▶ What you should do
Rewrite the listing below, changing every "top-left" to "upper-left" and leaving all other text as it is.

▶ Raw records
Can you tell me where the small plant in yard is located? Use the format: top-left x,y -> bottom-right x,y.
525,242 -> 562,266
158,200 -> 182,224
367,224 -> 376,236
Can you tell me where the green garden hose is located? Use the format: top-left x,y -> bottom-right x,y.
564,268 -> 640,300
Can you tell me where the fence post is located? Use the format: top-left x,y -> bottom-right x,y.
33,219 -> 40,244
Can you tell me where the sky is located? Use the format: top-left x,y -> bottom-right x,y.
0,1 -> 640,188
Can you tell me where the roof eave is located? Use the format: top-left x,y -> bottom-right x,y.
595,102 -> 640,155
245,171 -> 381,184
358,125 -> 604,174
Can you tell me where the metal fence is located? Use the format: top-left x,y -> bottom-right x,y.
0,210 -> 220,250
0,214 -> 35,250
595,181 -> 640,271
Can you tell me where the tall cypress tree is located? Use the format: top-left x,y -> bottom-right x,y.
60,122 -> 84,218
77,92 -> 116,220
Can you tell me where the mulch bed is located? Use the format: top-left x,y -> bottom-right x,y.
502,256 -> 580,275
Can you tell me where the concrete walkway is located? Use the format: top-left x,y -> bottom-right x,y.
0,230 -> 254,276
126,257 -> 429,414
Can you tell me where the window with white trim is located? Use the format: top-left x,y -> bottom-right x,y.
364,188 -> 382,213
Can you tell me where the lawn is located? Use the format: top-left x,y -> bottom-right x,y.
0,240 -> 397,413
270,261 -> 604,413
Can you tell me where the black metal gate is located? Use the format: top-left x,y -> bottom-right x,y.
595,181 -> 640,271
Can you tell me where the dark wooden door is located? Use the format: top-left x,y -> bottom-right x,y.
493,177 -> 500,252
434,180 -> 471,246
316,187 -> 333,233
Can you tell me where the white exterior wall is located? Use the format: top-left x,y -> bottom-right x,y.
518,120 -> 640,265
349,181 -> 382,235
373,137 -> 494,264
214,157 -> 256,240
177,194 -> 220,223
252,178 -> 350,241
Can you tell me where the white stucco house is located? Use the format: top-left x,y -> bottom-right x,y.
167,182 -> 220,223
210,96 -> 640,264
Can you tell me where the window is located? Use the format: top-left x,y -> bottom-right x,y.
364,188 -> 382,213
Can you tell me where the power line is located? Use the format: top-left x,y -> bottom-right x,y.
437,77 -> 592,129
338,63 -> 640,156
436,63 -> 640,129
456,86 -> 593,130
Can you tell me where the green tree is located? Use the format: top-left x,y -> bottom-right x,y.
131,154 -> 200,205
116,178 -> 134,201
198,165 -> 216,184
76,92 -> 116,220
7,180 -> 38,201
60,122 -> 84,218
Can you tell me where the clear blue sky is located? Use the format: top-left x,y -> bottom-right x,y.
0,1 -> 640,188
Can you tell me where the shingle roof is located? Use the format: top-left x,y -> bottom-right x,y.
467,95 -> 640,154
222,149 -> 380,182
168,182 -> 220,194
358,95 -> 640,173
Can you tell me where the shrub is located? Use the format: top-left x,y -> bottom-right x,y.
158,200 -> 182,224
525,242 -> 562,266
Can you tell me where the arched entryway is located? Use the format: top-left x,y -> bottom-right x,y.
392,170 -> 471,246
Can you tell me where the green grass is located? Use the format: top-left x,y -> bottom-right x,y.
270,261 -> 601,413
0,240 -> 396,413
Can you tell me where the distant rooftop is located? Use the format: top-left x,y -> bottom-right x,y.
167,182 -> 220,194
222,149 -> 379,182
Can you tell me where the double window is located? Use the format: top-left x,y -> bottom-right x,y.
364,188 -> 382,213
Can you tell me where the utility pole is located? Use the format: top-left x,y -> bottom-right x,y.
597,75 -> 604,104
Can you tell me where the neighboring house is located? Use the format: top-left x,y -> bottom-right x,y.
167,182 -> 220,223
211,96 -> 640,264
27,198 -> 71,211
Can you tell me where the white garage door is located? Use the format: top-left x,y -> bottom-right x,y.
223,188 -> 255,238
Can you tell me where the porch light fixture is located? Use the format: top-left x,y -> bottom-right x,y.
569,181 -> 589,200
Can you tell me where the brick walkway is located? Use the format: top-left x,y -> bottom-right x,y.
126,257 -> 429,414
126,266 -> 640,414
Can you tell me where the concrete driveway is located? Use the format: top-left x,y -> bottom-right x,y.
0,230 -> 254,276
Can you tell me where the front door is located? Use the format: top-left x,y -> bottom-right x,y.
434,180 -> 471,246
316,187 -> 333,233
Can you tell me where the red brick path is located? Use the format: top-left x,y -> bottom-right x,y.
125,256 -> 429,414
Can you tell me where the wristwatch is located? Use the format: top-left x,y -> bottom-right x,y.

▶ Result of this task
Can you tell me where the small plant in yard is located? Use the format: upper-left x,y -> bottom-right x,y.
525,242 -> 562,266
158,200 -> 182,224
367,224 -> 376,236
Can you tell me where the green garden hose is located? Use the format: upper-left x,y -> bottom-right x,y.
564,268 -> 640,300
Can you tell me where the fence post is located? Use the format: upper-left x,y -> bottom-right x,y.
33,219 -> 40,244
Can you tell me where the sky is located? Use the format: upper-left x,y -> bottom-right x,y.
0,1 -> 640,188
Can you tell me where the roof eave is located? Use the format: upper-left x,y -> bottom-right x,y.
595,102 -> 640,155
245,171 -> 381,184
358,125 -> 604,174
Can you tell me where the metal fence is located? Use the format: upper-left x,y -> bottom-right x,y.
0,210 -> 220,250
0,214 -> 35,250
595,181 -> 640,271
Can you tell me where the tall cypress tree is located? Use the format: upper-left x,y -> bottom-right x,y.
60,122 -> 84,218
77,92 -> 116,220
Can you tell me where the mulch bed is located? Use the format: upper-left x,y -> bottom-right x,y.
502,256 -> 580,275
Can you tell me where the concrete walkway is located? Use the format: upper-left x,y -> bottom-right x,y.
0,230 -> 254,276
126,257 -> 429,414
Can you tell me where the window with white trim is located? Use the format: upper-left x,y -> bottom-right x,y.
364,188 -> 382,213
Can you tell me where the lawn is located? Use the format: upper-left x,y -> bottom-right x,y.
0,240 -> 397,413
270,261 -> 604,413
Can you tell me where the black metal gate is located? Use the format: upper-left x,y -> bottom-right x,y.
595,181 -> 640,271
Can you tell me where the dark wooden door is located? Use the format: upper-left x,y -> bottom-right x,y.
493,177 -> 500,252
434,180 -> 471,246
316,187 -> 333,233
Can you tell me where the white exterior wall is located? Use the format: upper-left x,y -> bottom-right x,y.
518,120 -> 640,265
349,181 -> 382,235
373,137 -> 494,264
214,157 -> 256,240
177,194 -> 220,223
252,178 -> 350,241
Can you tell me where the white stucco house is located? Use the format: upper-left x,y -> bottom-right x,y.
167,182 -> 220,223
210,96 -> 640,264
Can you tell me where the window is located? Use the format: upper-left x,y -> bottom-right x,y.
364,188 -> 382,213
Can you tell me where the power line is located? Use the format: upper-left x,y -> bottom-right x,y.
437,77 -> 592,129
338,63 -> 640,156
436,63 -> 640,129
456,86 -> 593,130
Can you tell me where the green tree is located? Use the format: upper-left x,y -> bottom-right x,y.
131,154 -> 200,205
116,178 -> 134,201
198,165 -> 216,184
76,92 -> 116,220
7,180 -> 38,201
60,122 -> 84,218
Can you tell me where the clear blue sky is located? Use the format: upper-left x,y -> bottom-right x,y.
0,1 -> 640,188
Can you tell me where the shingle roof is located? Use the format: upper-left x,y -> bottom-right x,y.
467,95 -> 640,154
222,149 -> 380,182
168,182 -> 220,194
358,95 -> 640,173
Can you tell me where the shrub is located? Use the format: upper-left x,y -> bottom-right x,y.
158,200 -> 182,224
525,242 -> 562,266
Can you tell me where the arched entryway is located? Use the format: upper-left x,y -> bottom-right x,y.
392,170 -> 471,246
Can you tell me where the green grass is located? Use the format: upper-left x,y -> bottom-right x,y.
270,261 -> 601,413
0,240 -> 396,413
Can you tell me where the distant rooftop is located? Use the format: upper-left x,y -> bottom-right x,y.
167,182 -> 220,194
222,149 -> 379,182
Can you tell me where the double window is located? Use the format: upper-left x,y -> bottom-right x,y.
364,188 -> 382,213
Can you tell me where the utility pole is located? Use the format: upper-left x,y -> bottom-right x,y.
597,75 -> 604,104
Can you tell me where the neighboring house is located? Use the format: upper-left x,y -> bottom-right x,y.
167,182 -> 220,223
211,96 -> 640,264
27,198 -> 71,211
Can you tell me where the white garage door is located? Use the format: upper-left x,y -> bottom-right x,y.
223,188 -> 255,238
Can you tell me where the porch light fixture is located? Use the format: upper-left x,y -> bottom-right x,y.
569,181 -> 589,200
Can you tell me where the brick walkway is located? Use the format: upper-left x,y -> bottom-right x,y.
126,257 -> 429,414
126,266 -> 640,414
Can you tell me where the concrete driveway is located? Use the format: upper-left x,y -> bottom-right x,y.
0,230 -> 254,276
Can you tell me where the front door is located? Use the format: upper-left x,y -> bottom-right x,y.
434,180 -> 471,246
316,187 -> 333,233
Can you tell me where the red brick path is located? Use the format: upper-left x,y -> bottom-right x,y.
125,256 -> 429,414
Can you tell me where the wristwatch is located? Use the format: upper-left x,y -> bottom-right x,y.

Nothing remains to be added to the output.